Each entry is to be restated word for word, with nothing omitted.
### THE DATA
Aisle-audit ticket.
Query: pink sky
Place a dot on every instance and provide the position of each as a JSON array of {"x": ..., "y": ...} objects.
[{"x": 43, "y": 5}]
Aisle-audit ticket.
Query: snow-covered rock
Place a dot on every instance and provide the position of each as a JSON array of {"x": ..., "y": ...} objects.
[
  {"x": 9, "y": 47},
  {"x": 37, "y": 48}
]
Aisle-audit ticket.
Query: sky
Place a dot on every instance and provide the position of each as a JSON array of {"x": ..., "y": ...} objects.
######
__YOUR RESPONSE__
Aisle-audit ticket.
Query: pink sky
Place a dot on every instance and provide the position of each as a JSON array of {"x": ..., "y": ...} objects.
[{"x": 43, "y": 5}]
Aisle-audit ticket.
Query: snow-covered rock
Place a dot on every instance and provide the position of each as a JSON array of {"x": ..., "y": ...} objects.
[
  {"x": 9, "y": 47},
  {"x": 37, "y": 48}
]
Aisle-audit ticket.
Query: sky
Place a dot on every instance and provide the position of each as a JSON array of {"x": ..., "y": ...} objects.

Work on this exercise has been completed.